**CONSIGNES**
[a] D'après la critique de Desolatium, combien de personnages le joueur incarne-t-il à tour de rôle ?
[b] Modifiez le passage de la critique de Desolatium qui va de "Jeu de Superlumen" jusqu'à "fait pas peur)." inclus, en remplaçant "cultistes" par "sectateurs".
[c] Quels sont tous les titres de jeux vidéo cités dans la critique de Desolatium ?

**BLOC DE TEXTE**
════════

Desolatium
Desolatium

Jeu de Superlumen et Soedesco Publishing (2023PlayStation 5)

Pour commencer l'année sous des auspices d'un autre monde : plongée dans l'antre de la folie à l'espagnole avec Desolatium, succédané de point and click à l'ancienne qui nous ramène à la Rome des cultistes, en terres Insmouthéennes, le temps d'une énième enquête à base de gens encapuchonnés pas très gentils et de monstres mi hommes mi poissons (mais tant qu'il n'y a pas Cyril Hanouna, ça va, ça fait pas peur).

Incarnant à tour de rôle quatre personnages liés par un même combat crypto-historico-prophético-païen, le joueur devra fouiller méticuleusement chaque environnement photo à 360° pour y trouver le micro poil de fesse qui lui permettra de progresser dans ses investigations et d'empêcher le retour de la revanche de nos Anciens préférés. Et si l'on peinera parfois à tracer la route tant il s'agit de dénicher l'aiguille du chaos dans la meule de foin démoniaque, la progression sera néanmoins régulière et jamais pleinement laborieuse non plus. Ceci, pour une raison fort simple : en matière de difficulté, on est (très) loin d'un Myst ou d'un Secret Files, au point qu'on n'aurait pas craché sur un peu de challenge supplémentaire quand même, pour marquer le coup. Pas besoin de démonter la vis au pied du lampadaire pour la cacher dans la tarte à la myrtille sous le piédestal de la statue du gouverneur : les éléments à combiner sont peu nombreux, leur fonction la plupart du temps limpide, si bien que même lorsque les associations ne sont pas évidentes, les tâtonnements sont rares et s'avèrent vite payants.

════════

**DONNÉES FOURNIES**
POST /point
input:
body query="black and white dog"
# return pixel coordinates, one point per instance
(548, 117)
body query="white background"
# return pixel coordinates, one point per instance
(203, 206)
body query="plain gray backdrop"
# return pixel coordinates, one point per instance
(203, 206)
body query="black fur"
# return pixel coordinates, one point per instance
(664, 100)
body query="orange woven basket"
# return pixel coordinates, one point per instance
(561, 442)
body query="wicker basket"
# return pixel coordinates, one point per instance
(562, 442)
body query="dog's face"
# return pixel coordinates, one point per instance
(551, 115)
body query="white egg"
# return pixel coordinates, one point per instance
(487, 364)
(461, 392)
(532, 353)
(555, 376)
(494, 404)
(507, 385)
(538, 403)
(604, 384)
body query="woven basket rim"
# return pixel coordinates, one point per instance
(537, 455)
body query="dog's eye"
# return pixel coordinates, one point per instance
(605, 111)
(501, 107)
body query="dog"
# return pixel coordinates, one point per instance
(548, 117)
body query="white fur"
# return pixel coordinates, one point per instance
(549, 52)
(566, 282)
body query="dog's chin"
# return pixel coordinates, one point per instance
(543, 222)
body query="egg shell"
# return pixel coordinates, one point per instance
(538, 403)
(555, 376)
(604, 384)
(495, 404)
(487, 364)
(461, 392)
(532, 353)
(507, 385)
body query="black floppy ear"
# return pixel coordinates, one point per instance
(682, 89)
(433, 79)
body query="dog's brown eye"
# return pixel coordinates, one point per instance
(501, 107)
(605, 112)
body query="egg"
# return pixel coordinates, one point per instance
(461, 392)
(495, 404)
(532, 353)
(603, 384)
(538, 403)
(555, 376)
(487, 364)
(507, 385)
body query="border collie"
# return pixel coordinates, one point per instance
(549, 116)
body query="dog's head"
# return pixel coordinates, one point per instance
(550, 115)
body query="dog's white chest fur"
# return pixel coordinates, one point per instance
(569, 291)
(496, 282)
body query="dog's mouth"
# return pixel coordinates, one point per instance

════════

**RÉPONSES**
[a] Quatre personnages.

[b]
Jeu de Superlumen et Soedesco Publishing (2023PlayStation 5)

Pour commencer l'année sous des auspices d'un autre monde : plongée dans l'antre de la folie à l'espagnole avec Desolatium, succédané de point and click à l'ancienne qui nous ramène à la Rome des sectateurs, en terres Insmouthéennes, le temps d'une énième enquête à base de gens encapuchonnés pas très gentils et de monstres mi hommes mi poissons (mais tant qu'il n'y a pas Cyril Hanouna, ça va, ça fait pas peur).

[c] Desolatium, Myst, Secret Files